» Passage shown:
:::
You can then use TreeTagger in your pipeline using the -config
argument:
java -Xmx4g -jar ddw-0.4.7.jar -config treetagger-example.properties -language la -input file.txt -output folder
Check the output of the pipeline that TreeTagger is used. The output of your pipeline should look something like this:
POS-Tagger: true POS-Tagger: class de.tudarmstadt.ukp.dkpro.core.treetagger.TreeTaggerPosTagger POS-Tagger: executablePath, C:/tree-tagger/bin/tree-tagger.exe, modelLocation, C:/tree-tagger/lib/latin.par, modelEncoding, utf-8
Output files
The output files are UTF-8 encoded tab separated values that have a field heading line and don’t use quoting. Each line represents one token. The fields do not contain whitespace, but they may contain "
or '
characters if these are in the text, so if you have trouble importing the output files, check your CSV reader’s settings. See the Tutorial for a usage example.
:::
» Saved data entries:

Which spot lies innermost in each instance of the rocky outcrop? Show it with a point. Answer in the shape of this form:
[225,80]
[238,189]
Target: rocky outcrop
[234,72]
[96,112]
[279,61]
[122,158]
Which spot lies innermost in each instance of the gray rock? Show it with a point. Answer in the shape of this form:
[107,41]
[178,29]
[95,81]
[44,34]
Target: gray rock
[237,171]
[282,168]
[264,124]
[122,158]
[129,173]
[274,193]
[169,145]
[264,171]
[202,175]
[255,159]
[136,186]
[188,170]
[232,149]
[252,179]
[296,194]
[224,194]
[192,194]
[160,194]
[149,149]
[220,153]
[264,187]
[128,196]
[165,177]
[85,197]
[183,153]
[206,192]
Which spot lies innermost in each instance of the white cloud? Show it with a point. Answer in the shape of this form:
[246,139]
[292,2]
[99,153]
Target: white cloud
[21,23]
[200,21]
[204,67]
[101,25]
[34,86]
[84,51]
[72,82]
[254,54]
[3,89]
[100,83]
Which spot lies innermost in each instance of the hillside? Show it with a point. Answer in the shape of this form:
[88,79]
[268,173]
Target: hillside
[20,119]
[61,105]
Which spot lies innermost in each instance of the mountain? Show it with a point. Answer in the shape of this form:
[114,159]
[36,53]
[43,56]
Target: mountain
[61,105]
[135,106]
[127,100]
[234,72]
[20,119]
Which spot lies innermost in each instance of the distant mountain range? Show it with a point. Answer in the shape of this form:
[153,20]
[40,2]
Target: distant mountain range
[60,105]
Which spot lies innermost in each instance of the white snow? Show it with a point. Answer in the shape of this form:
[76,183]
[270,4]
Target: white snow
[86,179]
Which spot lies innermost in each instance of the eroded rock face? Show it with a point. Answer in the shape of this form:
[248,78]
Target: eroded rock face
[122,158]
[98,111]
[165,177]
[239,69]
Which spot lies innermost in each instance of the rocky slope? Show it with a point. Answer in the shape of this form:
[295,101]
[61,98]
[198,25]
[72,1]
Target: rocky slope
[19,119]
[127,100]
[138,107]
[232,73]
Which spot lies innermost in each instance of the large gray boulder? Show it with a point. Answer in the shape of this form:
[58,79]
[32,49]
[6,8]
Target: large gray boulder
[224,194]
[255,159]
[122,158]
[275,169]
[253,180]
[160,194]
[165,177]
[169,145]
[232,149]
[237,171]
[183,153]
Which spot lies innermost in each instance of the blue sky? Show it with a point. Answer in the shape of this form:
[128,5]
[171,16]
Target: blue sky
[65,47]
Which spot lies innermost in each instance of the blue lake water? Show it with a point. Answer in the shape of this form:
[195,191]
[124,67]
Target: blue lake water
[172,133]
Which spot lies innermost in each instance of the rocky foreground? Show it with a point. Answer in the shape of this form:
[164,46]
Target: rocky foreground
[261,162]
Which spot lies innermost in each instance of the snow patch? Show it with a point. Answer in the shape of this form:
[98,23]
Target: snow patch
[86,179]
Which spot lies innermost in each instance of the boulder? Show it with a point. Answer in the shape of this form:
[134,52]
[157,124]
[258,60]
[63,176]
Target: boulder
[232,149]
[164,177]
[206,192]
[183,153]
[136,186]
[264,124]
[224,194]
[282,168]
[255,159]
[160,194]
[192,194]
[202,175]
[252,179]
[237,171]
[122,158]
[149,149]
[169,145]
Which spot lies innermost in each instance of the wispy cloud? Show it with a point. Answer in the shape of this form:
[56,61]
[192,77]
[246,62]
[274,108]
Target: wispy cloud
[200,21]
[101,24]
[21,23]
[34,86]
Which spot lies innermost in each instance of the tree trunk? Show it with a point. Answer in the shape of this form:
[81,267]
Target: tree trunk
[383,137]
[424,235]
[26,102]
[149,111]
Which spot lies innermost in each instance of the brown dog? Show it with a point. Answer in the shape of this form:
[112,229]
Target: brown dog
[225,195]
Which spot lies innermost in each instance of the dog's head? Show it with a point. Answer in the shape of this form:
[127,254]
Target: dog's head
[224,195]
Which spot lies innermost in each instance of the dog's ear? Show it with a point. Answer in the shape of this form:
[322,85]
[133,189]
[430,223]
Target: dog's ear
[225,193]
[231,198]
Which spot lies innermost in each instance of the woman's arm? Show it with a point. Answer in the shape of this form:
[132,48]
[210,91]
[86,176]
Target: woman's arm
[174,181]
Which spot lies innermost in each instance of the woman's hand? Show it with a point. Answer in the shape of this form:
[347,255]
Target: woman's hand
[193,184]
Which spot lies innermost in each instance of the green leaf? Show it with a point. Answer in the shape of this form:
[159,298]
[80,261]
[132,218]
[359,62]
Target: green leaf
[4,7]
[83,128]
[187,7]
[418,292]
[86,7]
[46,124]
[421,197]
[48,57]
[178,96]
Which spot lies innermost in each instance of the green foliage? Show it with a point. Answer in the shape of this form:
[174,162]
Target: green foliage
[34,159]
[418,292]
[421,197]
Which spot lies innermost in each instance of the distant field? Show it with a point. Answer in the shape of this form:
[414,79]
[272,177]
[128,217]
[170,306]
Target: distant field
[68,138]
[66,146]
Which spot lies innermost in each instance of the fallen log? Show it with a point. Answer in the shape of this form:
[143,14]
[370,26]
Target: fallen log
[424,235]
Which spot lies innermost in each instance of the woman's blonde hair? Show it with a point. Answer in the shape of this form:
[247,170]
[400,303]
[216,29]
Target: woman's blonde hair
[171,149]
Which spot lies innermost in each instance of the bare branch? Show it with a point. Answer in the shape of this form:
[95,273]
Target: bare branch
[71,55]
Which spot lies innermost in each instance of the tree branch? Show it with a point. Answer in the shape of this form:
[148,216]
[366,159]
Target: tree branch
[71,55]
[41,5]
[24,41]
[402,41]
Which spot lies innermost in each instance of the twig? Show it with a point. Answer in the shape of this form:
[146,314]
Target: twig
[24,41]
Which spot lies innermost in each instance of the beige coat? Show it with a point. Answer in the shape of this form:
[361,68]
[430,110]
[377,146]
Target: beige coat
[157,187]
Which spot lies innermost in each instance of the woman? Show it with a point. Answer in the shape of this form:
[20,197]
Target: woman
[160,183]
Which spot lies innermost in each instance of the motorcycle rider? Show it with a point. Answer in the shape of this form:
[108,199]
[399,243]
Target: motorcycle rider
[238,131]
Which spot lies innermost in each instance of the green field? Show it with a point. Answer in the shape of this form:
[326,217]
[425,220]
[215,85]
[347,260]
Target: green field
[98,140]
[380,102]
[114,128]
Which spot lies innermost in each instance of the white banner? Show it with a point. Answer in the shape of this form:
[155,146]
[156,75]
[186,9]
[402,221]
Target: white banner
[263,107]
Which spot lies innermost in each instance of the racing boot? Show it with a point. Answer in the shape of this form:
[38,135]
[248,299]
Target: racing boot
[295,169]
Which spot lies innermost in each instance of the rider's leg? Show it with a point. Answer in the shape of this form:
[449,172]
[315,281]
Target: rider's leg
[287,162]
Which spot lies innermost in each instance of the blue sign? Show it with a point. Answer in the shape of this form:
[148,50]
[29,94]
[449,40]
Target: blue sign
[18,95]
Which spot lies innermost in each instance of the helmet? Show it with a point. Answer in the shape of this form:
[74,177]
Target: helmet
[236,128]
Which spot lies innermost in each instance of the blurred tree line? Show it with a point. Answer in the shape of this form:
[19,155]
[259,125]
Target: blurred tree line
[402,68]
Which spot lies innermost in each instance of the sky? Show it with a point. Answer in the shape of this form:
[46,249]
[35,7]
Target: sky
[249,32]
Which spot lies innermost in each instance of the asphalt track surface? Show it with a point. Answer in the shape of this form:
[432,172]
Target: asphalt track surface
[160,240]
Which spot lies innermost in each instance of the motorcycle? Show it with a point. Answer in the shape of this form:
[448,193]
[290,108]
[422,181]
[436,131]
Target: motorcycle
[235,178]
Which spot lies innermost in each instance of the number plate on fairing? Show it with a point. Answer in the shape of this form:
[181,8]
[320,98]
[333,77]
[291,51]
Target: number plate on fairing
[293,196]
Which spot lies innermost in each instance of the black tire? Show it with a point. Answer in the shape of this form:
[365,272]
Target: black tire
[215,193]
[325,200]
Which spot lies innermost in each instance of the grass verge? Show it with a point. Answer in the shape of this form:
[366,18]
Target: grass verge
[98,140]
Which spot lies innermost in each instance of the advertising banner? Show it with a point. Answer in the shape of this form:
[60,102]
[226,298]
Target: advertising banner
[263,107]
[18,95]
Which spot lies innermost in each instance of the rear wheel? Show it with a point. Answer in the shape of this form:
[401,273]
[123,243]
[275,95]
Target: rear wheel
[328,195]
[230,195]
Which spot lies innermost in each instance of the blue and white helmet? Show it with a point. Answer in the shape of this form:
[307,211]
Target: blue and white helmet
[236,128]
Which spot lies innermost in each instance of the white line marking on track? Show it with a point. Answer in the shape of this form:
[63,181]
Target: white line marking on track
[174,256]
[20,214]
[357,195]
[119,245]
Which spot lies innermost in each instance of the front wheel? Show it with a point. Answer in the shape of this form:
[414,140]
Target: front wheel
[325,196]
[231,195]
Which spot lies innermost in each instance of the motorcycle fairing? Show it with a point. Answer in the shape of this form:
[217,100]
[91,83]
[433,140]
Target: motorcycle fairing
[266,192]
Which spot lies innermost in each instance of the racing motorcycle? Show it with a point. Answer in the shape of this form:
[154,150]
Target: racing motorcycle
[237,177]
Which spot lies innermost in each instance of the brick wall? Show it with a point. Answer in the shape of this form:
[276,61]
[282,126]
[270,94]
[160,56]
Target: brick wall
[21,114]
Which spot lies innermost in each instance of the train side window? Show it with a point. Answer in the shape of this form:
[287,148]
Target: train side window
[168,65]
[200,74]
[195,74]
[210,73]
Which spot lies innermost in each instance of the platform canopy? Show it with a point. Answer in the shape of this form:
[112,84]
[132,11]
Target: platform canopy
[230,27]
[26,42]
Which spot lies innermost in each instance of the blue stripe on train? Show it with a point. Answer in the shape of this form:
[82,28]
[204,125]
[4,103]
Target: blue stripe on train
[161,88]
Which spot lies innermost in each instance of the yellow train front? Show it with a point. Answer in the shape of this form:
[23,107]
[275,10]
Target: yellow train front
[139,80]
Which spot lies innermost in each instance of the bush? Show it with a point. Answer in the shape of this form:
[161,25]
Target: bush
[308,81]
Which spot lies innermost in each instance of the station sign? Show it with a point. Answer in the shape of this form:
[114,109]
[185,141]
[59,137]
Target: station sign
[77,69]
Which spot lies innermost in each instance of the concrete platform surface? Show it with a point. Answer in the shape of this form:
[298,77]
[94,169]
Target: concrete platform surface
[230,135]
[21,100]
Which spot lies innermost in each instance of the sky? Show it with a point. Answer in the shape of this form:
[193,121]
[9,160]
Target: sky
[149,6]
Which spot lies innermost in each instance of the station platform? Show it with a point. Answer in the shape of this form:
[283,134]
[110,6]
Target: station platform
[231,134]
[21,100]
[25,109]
:::
» Written problem 1: Give back the saved data rows word for word, from the line containing "Which spot lies innermost in each instance of the concrete" through the final row, with both ends included.
» Written problem 2: Resume the text on running TreeTagger in the pipeline and its output files, starting right after its last sentence.

» Task output 1:
Which spot lies innermost in each instance of the concrete platform surface? Show it with a point. Answer in the shape of this form:
[298,77]
[94,169]
Target: concrete platform surface
[230,135]
[21,100]
Which spot lies innermost in each instance of the sky? Show it with a point. Answer in the shape of this form:
[193,121]
[9,160]
Target: sky
[149,6]
Which spot lies innermost in each instance of the station platform? Show it with a point. Answer in the shape of this form:
[283,134]
[110,6]
Target: station platform
[231,134]
[21,100]
[25,109]

» Task output 2:
Logging and reporting errors
The pipeline will only display terse status and error information on the screen in order to not overload users with useless information. Detailed information will be written to a log file, ddw.log
— when you report bugs, please always provide that log file. The log file contains status information that is written to the screen, but also output that otherwise would be written to the screen by other components, together with source information and timestamps. Existing files will be appended to.
Experts might want to fine-tune what is displayed and what is logged — you can do so by providing your own log4j2 configuration file. To do so, download and modify our default log4j2 configuration file and run the pipeline using:
java -Dlog4j.configurationFile=your-log4j2.xml -Xmx4g ddw-0.4.7.jar [options]
See the log4j2 manual for more information.